— RECORDS PROVIDED —
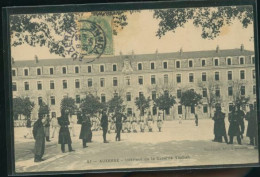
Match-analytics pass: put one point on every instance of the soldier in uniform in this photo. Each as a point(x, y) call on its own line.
point(142, 124)
point(64, 133)
point(119, 118)
point(219, 125)
point(150, 122)
point(234, 126)
point(104, 125)
point(39, 136)
point(29, 128)
point(251, 117)
point(159, 122)
point(47, 125)
point(85, 131)
point(134, 124)
point(241, 116)
point(196, 119)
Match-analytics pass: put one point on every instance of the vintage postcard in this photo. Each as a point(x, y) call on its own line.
point(133, 89)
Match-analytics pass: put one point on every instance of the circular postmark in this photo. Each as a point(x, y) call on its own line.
point(88, 40)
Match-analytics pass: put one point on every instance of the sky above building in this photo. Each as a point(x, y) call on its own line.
point(139, 36)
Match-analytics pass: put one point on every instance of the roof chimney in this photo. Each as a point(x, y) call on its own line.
point(242, 47)
point(217, 49)
point(36, 59)
point(181, 51)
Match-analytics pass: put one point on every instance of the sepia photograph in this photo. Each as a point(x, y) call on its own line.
point(133, 89)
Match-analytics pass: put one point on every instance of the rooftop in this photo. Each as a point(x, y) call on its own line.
point(137, 57)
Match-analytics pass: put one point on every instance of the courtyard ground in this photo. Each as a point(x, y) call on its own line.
point(177, 145)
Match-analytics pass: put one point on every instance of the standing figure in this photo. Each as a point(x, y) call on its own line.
point(150, 122)
point(85, 131)
point(251, 117)
point(104, 125)
point(29, 128)
point(219, 125)
point(134, 124)
point(118, 120)
point(241, 116)
point(71, 126)
point(196, 119)
point(54, 125)
point(234, 129)
point(64, 133)
point(159, 122)
point(39, 136)
point(109, 123)
point(142, 124)
point(47, 125)
point(180, 119)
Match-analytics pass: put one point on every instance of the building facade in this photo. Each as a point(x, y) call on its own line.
point(49, 80)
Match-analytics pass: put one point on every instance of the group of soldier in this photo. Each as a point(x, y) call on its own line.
point(121, 123)
point(236, 128)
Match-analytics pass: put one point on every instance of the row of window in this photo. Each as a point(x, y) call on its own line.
point(139, 66)
point(140, 80)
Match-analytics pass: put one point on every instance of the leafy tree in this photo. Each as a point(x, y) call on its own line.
point(209, 19)
point(116, 105)
point(238, 98)
point(190, 98)
point(44, 109)
point(142, 103)
point(91, 105)
point(68, 103)
point(164, 102)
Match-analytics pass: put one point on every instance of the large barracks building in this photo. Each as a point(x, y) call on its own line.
point(49, 80)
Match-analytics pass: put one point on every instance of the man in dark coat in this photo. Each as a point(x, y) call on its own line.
point(219, 126)
point(104, 125)
point(46, 125)
point(118, 119)
point(251, 117)
point(234, 126)
point(39, 136)
point(241, 117)
point(64, 134)
point(85, 131)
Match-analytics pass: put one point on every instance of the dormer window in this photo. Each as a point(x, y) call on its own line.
point(102, 68)
point(216, 62)
point(229, 61)
point(26, 72)
point(203, 63)
point(140, 66)
point(64, 70)
point(190, 63)
point(76, 69)
point(39, 71)
point(241, 60)
point(114, 67)
point(165, 65)
point(252, 59)
point(13, 72)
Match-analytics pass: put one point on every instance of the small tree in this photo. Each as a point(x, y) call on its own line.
point(142, 103)
point(44, 109)
point(68, 103)
point(116, 104)
point(190, 98)
point(91, 105)
point(164, 102)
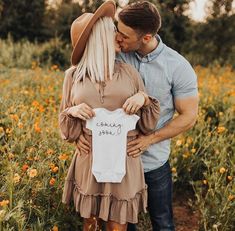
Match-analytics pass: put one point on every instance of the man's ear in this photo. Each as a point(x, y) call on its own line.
point(147, 38)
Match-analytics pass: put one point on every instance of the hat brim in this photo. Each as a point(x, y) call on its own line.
point(107, 9)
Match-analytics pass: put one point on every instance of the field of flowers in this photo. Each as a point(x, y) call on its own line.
point(34, 160)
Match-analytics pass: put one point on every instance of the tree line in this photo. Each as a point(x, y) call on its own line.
point(202, 42)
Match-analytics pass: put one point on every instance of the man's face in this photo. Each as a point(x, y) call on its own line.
point(127, 38)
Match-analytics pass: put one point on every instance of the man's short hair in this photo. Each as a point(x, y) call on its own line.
point(141, 16)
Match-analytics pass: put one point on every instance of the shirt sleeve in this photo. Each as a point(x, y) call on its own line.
point(70, 127)
point(184, 82)
point(131, 121)
point(149, 114)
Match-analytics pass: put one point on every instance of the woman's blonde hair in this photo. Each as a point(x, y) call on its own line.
point(98, 58)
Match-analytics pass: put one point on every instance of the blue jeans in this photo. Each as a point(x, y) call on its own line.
point(159, 183)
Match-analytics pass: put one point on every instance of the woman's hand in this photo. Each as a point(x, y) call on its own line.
point(134, 103)
point(82, 111)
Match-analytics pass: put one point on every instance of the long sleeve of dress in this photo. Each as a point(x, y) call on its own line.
point(70, 127)
point(149, 114)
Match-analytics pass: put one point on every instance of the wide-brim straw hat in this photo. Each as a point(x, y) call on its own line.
point(82, 26)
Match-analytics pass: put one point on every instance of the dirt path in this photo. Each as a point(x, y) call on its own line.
point(186, 217)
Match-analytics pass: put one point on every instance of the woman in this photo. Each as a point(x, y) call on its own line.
point(96, 81)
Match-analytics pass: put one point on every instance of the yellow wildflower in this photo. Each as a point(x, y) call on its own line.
point(4, 202)
point(179, 143)
point(32, 173)
point(37, 128)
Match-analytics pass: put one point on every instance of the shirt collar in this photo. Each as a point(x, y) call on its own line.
point(152, 55)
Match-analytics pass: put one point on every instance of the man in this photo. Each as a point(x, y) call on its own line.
point(170, 78)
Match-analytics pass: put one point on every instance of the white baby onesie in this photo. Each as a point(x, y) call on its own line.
point(109, 139)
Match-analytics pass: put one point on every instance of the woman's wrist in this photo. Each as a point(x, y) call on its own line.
point(146, 98)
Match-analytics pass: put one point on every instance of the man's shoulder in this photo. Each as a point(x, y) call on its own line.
point(173, 56)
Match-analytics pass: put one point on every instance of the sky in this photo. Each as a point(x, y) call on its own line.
point(197, 9)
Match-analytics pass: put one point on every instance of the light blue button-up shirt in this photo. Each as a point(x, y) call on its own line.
point(167, 75)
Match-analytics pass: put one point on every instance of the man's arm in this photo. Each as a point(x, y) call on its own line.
point(187, 109)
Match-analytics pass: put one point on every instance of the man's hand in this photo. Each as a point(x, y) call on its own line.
point(134, 103)
point(137, 146)
point(83, 144)
point(82, 111)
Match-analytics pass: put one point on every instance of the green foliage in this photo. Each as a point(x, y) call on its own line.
point(34, 160)
point(24, 54)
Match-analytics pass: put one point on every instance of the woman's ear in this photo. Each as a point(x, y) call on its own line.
point(147, 38)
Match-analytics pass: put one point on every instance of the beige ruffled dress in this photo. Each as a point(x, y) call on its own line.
point(119, 202)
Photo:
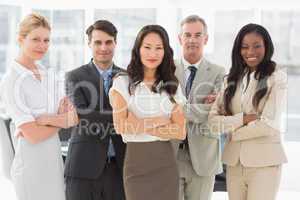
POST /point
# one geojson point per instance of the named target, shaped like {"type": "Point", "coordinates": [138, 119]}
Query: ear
{"type": "Point", "coordinates": [206, 39]}
{"type": "Point", "coordinates": [20, 40]}
{"type": "Point", "coordinates": [179, 39]}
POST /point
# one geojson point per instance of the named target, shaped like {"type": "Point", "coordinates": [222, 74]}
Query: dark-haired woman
{"type": "Point", "coordinates": [249, 111]}
{"type": "Point", "coordinates": [147, 106]}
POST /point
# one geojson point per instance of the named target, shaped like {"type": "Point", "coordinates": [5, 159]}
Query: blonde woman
{"type": "Point", "coordinates": [31, 97]}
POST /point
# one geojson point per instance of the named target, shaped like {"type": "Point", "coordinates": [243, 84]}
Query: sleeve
{"type": "Point", "coordinates": [218, 122]}
{"type": "Point", "coordinates": [14, 99]}
{"type": "Point", "coordinates": [179, 96]}
{"type": "Point", "coordinates": [270, 119]}
{"type": "Point", "coordinates": [120, 84]}
{"type": "Point", "coordinates": [198, 112]}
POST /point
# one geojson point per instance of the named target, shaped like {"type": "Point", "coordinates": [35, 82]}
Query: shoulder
{"type": "Point", "coordinates": [214, 67]}
{"type": "Point", "coordinates": [118, 69]}
{"type": "Point", "coordinates": [121, 78]}
{"type": "Point", "coordinates": [279, 76]}
{"type": "Point", "coordinates": [78, 71]}
{"type": "Point", "coordinates": [178, 62]}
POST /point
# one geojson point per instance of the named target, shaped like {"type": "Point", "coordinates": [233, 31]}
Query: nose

— TASK STATEMENT —
Figure out how many lines in the entries above contain "shaped". Write only that number.

— WRITTEN SOLUTION —
6